WHAT THE TASK ASKS:
Update the rows below by replacing each "Target" with "Label" and leaving everything else unchanged. Omit the pictures from your answer.

RECORDS TO USE:

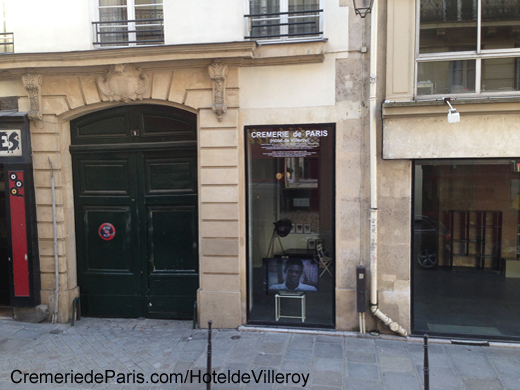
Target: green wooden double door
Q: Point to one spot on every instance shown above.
(137, 230)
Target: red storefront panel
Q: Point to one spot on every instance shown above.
(18, 234)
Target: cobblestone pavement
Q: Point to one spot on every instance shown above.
(153, 349)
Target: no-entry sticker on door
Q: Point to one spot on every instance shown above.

EXERCISE OUTPUT:
Label: green wooden double door
Q: Point to one spot on every instance shown above.
(137, 230)
Label: red storefront panel
Q: Point to one spot on every instance shown above.
(18, 234)
Label: cobblestone pavement
Q: Point to one spot on every instance shown above.
(153, 349)
Label: no-entry sticker on door
Q: Point to one spot on every instance shown above.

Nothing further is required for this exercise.